▶ **Records shown**:
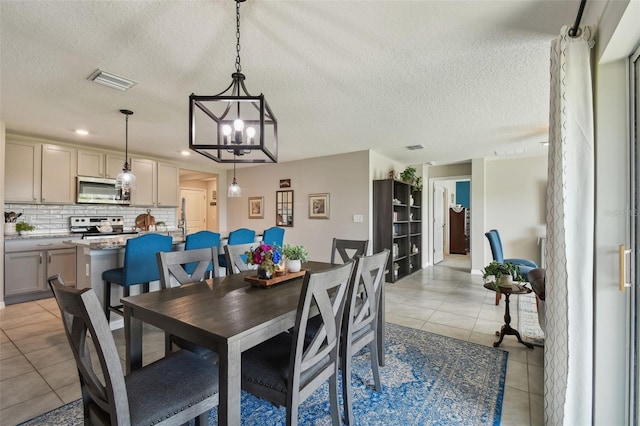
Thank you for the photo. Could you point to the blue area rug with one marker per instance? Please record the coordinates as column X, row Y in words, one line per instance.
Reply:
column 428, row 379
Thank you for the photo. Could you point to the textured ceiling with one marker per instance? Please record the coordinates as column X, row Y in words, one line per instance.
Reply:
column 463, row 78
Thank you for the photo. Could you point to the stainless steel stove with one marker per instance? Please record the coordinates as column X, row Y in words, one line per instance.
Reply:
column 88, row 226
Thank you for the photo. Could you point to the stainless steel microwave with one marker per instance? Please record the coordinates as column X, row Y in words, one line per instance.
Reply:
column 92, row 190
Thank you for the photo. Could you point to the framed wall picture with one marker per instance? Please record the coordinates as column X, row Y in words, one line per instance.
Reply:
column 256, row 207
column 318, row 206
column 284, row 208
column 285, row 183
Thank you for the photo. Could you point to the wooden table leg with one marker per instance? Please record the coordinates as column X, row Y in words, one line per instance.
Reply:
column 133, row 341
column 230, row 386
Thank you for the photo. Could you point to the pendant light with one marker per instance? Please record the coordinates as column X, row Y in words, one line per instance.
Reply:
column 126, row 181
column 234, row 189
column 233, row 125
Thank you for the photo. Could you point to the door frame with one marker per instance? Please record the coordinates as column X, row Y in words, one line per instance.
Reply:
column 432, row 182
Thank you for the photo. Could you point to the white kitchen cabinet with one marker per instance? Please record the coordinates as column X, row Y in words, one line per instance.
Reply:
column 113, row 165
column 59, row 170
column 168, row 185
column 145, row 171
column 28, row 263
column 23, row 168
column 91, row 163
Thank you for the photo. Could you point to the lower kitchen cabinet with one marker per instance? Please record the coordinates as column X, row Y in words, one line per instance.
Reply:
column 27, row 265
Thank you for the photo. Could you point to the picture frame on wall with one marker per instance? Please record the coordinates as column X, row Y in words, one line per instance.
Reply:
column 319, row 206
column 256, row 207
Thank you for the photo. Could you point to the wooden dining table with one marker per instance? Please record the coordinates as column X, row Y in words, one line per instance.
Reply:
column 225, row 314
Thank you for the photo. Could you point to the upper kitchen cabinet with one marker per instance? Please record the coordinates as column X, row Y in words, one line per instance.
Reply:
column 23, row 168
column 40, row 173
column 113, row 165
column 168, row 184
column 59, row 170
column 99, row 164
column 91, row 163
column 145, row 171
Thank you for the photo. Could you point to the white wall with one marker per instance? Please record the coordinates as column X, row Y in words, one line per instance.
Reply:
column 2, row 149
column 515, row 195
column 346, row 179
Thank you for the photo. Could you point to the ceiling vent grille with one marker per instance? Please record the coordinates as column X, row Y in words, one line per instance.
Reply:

▶ **Goal**: Set every line of the entries above into a numbered list, skipping blank lines. Leave the pictures out of your answer.

▶ **Written response**:
1. Thank you for the photo. Could you point to the blue area rug with one marker per instance? Please record the coordinates as column X, row Y in words, one line per instance.
2. Reply:
3. column 428, row 379
4. Thank you for the photo. Could you point to the textured ceiling with one marker per instance? Please record the coordinates as column X, row Y in words, one line per instance.
5. Reply:
6. column 463, row 78
7. Thank you for the photo. Could you point to the stainless steel stove with one marker per instance? Please record the coordinates as column X, row Y in words, one line per instance.
8. Reply:
9. column 88, row 226
10. Thank you for the photo. Could you point to the stainless steel microwave with one marker per instance? Please record the coordinates as column X, row Y in words, one line per instance.
11. Reply:
12. column 92, row 190
13. Thank you for the photo. Could you point to the framed wall picture with one marker per instance? Please record the coordinates as column X, row Y in words, one line per instance.
14. Reply:
15. column 256, row 207
16. column 318, row 206
17. column 284, row 208
18. column 285, row 183
19. Thank you for the photo. Could you point to the wooden table leg with one marker per instance? Please record the coordinates as column X, row Y in words, one line per instance.
20. Reply:
21. column 133, row 341
22. column 230, row 386
23. Thank you for the photo. Could you point to the pendant light with one marker per instance? Please record the coordinates as column X, row Y in words, one line per instance.
24. Reply:
25. column 126, row 181
26. column 234, row 189
27. column 233, row 125
28. Thank you for the photo. Could you point to the door frame with one marker per instance? Please record the coordinates as column X, row Y in words, one line per instance.
29. Reply:
30. column 432, row 182
31. Thank you for the photo. Could you point to the white kitchen cabinet with one marker per instance? Please record the coordinates as column X, row Y in words, one line per instance.
32. Reply:
33. column 113, row 165
34. column 59, row 170
35. column 168, row 185
36. column 145, row 171
37. column 28, row 263
38. column 23, row 168
39. column 91, row 163
40. Thank you for the photo. Could you point to the lower kitchen cabinet with one marker per instance? Please record the coordinates as column X, row Y in words, one line per instance.
41. Reply:
42. column 27, row 265
43. Thank you for the photo. Could you point to the picture frame on wall with one marker per instance? Please record the coordinates as column X, row Y in words, one line per instance.
44. Reply:
45. column 319, row 206
46. column 256, row 207
47. Thank you for the photo. Could you point to the wooden dining table with one marker per instance? Please record the coordinates as column X, row Y in words, one line per instance.
48. Reply:
49. column 225, row 314
50. Thank you for the photo. Could you point to the upper kitchen cabinet with one marker per instance? Please record the coordinates as column X, row Y in words, one line per instance.
51. Reply:
52. column 23, row 168
53. column 40, row 173
54. column 113, row 165
55. column 168, row 184
56. column 59, row 170
57. column 99, row 164
58. column 91, row 163
59. column 145, row 171
60. Thank you for the photo. Could you point to the white wall with one marker per instance? Please record the coordinates as column X, row Y in words, one line per instance.
61. Reply:
62. column 2, row 149
63. column 515, row 195
64. column 346, row 179
65. Thank you for the photo. Could you point to the ceiling vent grille with one marker per instance? Please record the coordinates as column X, row Y in words, one line per instance.
66. Reply:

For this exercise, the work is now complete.